(What is expected)
Every record below should be printed exactly as given.

(Input for this task)

§ §

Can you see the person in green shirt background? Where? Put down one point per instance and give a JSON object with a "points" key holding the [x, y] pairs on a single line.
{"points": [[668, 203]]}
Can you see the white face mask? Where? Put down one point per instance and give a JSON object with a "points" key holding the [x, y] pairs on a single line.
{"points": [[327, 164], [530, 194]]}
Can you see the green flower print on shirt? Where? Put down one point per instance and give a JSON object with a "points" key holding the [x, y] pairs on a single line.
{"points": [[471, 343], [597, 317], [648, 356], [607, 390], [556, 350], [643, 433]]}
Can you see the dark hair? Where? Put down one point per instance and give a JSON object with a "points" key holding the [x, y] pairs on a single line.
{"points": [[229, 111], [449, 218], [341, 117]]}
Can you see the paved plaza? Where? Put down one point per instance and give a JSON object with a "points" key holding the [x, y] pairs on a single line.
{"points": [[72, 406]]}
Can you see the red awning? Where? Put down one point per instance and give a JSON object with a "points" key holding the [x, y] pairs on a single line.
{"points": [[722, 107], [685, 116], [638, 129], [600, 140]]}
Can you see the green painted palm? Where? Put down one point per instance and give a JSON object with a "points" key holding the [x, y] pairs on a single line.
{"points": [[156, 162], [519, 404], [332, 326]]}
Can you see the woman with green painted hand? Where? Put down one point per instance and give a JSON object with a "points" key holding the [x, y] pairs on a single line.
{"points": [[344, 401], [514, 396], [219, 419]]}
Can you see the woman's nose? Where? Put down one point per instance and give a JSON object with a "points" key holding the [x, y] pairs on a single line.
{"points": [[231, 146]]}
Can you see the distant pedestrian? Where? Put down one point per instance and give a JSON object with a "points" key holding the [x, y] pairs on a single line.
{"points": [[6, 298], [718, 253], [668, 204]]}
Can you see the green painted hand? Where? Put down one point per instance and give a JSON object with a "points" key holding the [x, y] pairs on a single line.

§ §

(Response)
Can you see the person in green shirt background? Where? Put down one point per instance and give a JSON object with a "points" key holding the [x, y] pairs on a single line.
{"points": [[668, 203]]}
Can you see the white face mask? Where? Put down one point per instance and give a JSON object with a "points" key holding the [x, y] pairs on a single line.
{"points": [[327, 164], [530, 194]]}
Can you see the green flower print on shirt? Where? Put down one point per instance and give a JSON object with a "points" key holding the [x, y] pairs on a single line.
{"points": [[471, 343], [597, 317], [648, 356], [607, 390], [556, 350], [643, 433]]}
Can you see the dark hair? Where? Put down one point per instance and give a JSON object with a "points" key holding the [x, y] pairs on a single line.
{"points": [[229, 111], [449, 218], [341, 117]]}
Can you see the paved plaza? Where? Put down one point per instance and give a JSON object with a "points" key holding the [x, y] pairs on a single line.
{"points": [[72, 406]]}
Can you see the red awning? Where? Put down one point per instance and give a JSON object with a "points" key holding the [x, y] pairs on a single line.
{"points": [[722, 107], [685, 116], [638, 129], [600, 140]]}
Can you see the green painted palm? Where? Put down one point per instance and give a JSON object with a "points" key holding the [x, y] pairs on a single line.
{"points": [[156, 162], [519, 404], [332, 326]]}
Can you see the woman with green painted hand? Where? Put down one point per instance and give a JSON object with a "points" key holding the [x, y] pairs on a single line.
{"points": [[344, 401], [514, 396], [219, 419]]}
Can you see the woman's nose? Where? Put down one point per instance and give a JSON object with a "points" key holding the [x, y] pairs on a single line.
{"points": [[231, 146]]}
Can you see the distant pedestrian? Where? Put down one point per instance and give a JSON object with a "points" key holding the [x, y] pairs on a single line.
{"points": [[6, 298], [718, 253], [668, 204]]}
Can you see the green painted hand? Where? Put down one point per instance and give a JSON object with a "points" key holding the [x, y] pairs on a single line.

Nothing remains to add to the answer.